**RECORD EXTRACTS**
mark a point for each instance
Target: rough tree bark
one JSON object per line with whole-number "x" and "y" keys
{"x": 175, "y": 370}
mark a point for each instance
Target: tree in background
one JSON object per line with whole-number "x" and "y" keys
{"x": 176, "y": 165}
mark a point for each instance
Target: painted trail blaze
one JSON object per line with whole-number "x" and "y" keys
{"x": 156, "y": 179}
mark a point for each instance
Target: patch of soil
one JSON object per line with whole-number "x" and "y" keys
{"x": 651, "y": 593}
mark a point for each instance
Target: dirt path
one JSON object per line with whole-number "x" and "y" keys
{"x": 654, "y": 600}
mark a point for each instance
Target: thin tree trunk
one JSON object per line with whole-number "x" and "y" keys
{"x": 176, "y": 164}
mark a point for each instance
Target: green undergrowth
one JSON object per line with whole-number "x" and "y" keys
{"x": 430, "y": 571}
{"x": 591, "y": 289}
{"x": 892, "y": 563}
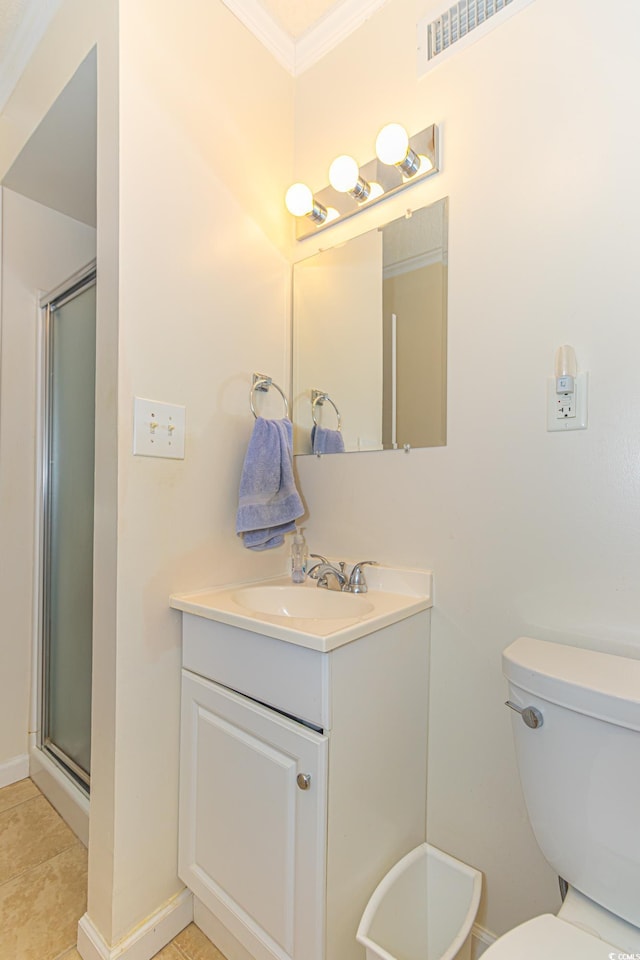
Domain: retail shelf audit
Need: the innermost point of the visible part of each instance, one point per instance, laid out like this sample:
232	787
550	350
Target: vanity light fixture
301	203
392	148
344	176
400	162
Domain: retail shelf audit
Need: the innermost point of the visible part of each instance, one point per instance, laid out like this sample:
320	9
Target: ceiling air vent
436	37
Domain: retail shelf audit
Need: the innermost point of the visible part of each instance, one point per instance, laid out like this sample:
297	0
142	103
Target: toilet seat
549	937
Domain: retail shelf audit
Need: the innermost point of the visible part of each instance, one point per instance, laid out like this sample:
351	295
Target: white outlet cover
579	422
158	429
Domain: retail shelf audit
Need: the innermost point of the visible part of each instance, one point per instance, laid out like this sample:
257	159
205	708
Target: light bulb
344	174
392	144
299	200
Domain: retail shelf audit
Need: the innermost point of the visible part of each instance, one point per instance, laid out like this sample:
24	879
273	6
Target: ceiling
53	167
297	32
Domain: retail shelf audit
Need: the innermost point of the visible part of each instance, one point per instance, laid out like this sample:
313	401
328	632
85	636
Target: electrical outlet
158	429
568	411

**WRITTEN REQUEST**
Copy every record above exactly, leaving out the pictures.

**TASK ANSWER**
mark a point for each instance
Target: rough tree bark
one JSON object per line with whole-number "x" and "y" keys
{"x": 175, "y": 370}
mark a point for each instance
Target: tree in background
one JSON object per line with whole-number "x" and "y" keys
{"x": 176, "y": 165}
mark a point for each instance
Target: painted trail blaze
one JSON object per line with whole-number "x" and "y" keys
{"x": 156, "y": 179}
mark a point for each instance
Target: patch of soil
one JSON object per line with whole-number "x" and "y" keys
{"x": 651, "y": 593}
mark a point for each instance
Target: dirt path
one JSON object per line with whole-number "x" and "y" keys
{"x": 654, "y": 600}
mark a point for each instance
Target: thin tree trunk
one JSON object per line with whole-number "x" and "y" keys
{"x": 176, "y": 164}
mark a point for each instance
Target: green undergrowth
one JSON object per line with whole-number "x" and "y" keys
{"x": 430, "y": 571}
{"x": 591, "y": 289}
{"x": 892, "y": 563}
Domain: retail shelf audit
Need: the innermost point of the visible part of each instance, one point per instance, laid out like this sample:
232	787
550	350
Target: vanity light fixture
301	203
392	148
344	176
400	162
Domain: retail shelf audit
Need: the innermost point of the visible part of each instance, one point per instance, laid out like this sample:
320	9
Target: ceiling air vent
436	37
Domain: retail shelf audit
Need: the innermost point of the visible part of each instance, one point per instance, laid out like this sample:
297	0
142	103
Target: toilet seat
549	937
Domain: retail shelf audit
Need: the innermost point of the visible part of each instance, one point per instance, laid out like this sample:
351	295
Target: white outlet cover
579	422
158	429
Domain: retail shelf audit
Need: the innermost point of the visible part of each instance, one point per instance, laid out like this sample:
257	159
205	708
Target: light bulb
344	174
392	144
299	200
Domain: retail shelf audit
Need: the innermost point of the visible part of each instance, one point per instance, laid out like this sample:
24	879
273	6
Target: ceiling
53	167
297	32
Domain: retail shelf audit
Need: the innermost point of the visible part of each instance, one point per instance, laid out like this sample:
313	401
328	632
85	636
Target: electrical outlet
158	429
568	411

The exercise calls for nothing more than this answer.